Exercise instructions
Where the line with "det: horse nostril" appears in the records below, start there and transcribe each line exactly through the last.

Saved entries
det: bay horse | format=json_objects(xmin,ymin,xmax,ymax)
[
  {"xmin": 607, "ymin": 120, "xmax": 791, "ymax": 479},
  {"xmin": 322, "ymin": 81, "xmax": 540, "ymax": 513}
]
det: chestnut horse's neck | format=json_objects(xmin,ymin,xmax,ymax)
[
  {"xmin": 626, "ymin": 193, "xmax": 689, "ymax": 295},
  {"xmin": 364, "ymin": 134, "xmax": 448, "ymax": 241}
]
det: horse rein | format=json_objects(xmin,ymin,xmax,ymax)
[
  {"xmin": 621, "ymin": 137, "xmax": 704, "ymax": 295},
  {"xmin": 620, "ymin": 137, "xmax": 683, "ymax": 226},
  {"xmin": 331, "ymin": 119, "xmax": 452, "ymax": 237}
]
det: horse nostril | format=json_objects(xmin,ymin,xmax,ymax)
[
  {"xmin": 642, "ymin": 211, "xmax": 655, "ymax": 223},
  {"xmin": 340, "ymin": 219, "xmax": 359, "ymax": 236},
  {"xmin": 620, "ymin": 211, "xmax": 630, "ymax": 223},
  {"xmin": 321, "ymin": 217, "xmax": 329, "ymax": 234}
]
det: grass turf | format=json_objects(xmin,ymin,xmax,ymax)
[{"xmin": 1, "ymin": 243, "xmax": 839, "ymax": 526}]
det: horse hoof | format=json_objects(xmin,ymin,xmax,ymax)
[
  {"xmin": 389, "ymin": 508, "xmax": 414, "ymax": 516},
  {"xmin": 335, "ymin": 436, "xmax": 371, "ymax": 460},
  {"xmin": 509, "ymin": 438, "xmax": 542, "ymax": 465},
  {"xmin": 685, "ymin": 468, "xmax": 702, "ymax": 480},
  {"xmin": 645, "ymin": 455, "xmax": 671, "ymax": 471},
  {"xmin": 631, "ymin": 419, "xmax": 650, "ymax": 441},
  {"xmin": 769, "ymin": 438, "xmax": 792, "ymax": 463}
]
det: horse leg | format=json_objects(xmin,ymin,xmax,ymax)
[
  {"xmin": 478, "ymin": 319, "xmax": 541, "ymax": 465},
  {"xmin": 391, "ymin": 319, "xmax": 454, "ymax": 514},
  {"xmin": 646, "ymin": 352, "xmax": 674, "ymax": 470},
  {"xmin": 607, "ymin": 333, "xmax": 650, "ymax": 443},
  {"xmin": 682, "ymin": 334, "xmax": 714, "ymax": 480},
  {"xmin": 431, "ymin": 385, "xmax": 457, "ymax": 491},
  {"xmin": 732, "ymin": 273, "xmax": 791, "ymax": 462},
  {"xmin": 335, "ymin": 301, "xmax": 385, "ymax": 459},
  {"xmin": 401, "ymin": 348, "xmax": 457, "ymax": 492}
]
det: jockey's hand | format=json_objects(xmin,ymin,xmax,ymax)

Solution below
det: horse nostril | format=json_objects(xmin,ymin,xmax,ymax)
[
  {"xmin": 642, "ymin": 211, "xmax": 655, "ymax": 223},
  {"xmin": 340, "ymin": 219, "xmax": 359, "ymax": 236},
  {"xmin": 620, "ymin": 211, "xmax": 630, "ymax": 223},
  {"xmin": 321, "ymin": 217, "xmax": 329, "ymax": 234}
]
det: grass turf | format=json_objects(xmin,ymin,xmax,ymax)
[{"xmin": 1, "ymin": 243, "xmax": 839, "ymax": 526}]
det: horse hoof | format=json_objects(xmin,ymin,xmax,ymax)
[
  {"xmin": 389, "ymin": 508, "xmax": 414, "ymax": 516},
  {"xmin": 335, "ymin": 436, "xmax": 371, "ymax": 460},
  {"xmin": 509, "ymin": 438, "xmax": 542, "ymax": 465},
  {"xmin": 685, "ymin": 468, "xmax": 702, "ymax": 480},
  {"xmin": 645, "ymin": 455, "xmax": 671, "ymax": 471},
  {"xmin": 631, "ymin": 419, "xmax": 650, "ymax": 441},
  {"xmin": 769, "ymin": 438, "xmax": 792, "ymax": 463}
]
det: horse leg | format=json_objects(xmin,ymin,xmax,ymax)
[
  {"xmin": 478, "ymin": 319, "xmax": 541, "ymax": 465},
  {"xmin": 391, "ymin": 319, "xmax": 454, "ymax": 514},
  {"xmin": 646, "ymin": 352, "xmax": 674, "ymax": 470},
  {"xmin": 607, "ymin": 333, "xmax": 650, "ymax": 443},
  {"xmin": 682, "ymin": 334, "xmax": 714, "ymax": 480},
  {"xmin": 431, "ymin": 385, "xmax": 457, "ymax": 491},
  {"xmin": 732, "ymin": 273, "xmax": 791, "ymax": 462},
  {"xmin": 335, "ymin": 301, "xmax": 385, "ymax": 459},
  {"xmin": 401, "ymin": 348, "xmax": 457, "ymax": 492}
]
det: jockey's hand | format=json_objects(xmin,ymin,xmax,ymax)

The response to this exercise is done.